Stored data entries –
================

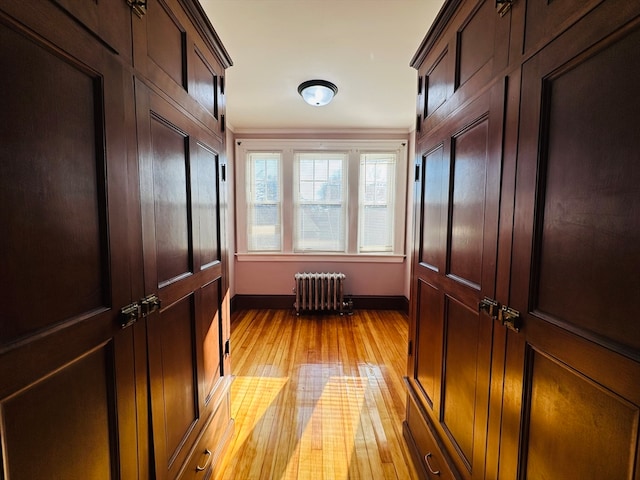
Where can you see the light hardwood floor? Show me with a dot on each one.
(318, 397)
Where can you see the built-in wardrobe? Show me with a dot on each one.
(114, 328)
(524, 349)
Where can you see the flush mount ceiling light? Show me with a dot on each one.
(317, 92)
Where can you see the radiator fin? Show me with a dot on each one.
(320, 292)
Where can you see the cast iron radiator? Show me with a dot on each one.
(317, 292)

================

EXERCISE OBJECTIVE –
Each entry above should be copied exactly. The pictures should not.

SOLUTION BELOW –
Where can you see the light hardwood floor? Show me with a dot on each one.
(318, 397)
Where can you see the built-in wardrobe? Show me with a dot on each one.
(114, 328)
(524, 349)
Where can you see the flush mount ceiling light? Show me with a dot on each one.
(317, 92)
Where can you see the radiator fin? Show me with a dot on each one.
(320, 292)
Where can you see the cast iron radiator? Show me with a dot on each one.
(317, 292)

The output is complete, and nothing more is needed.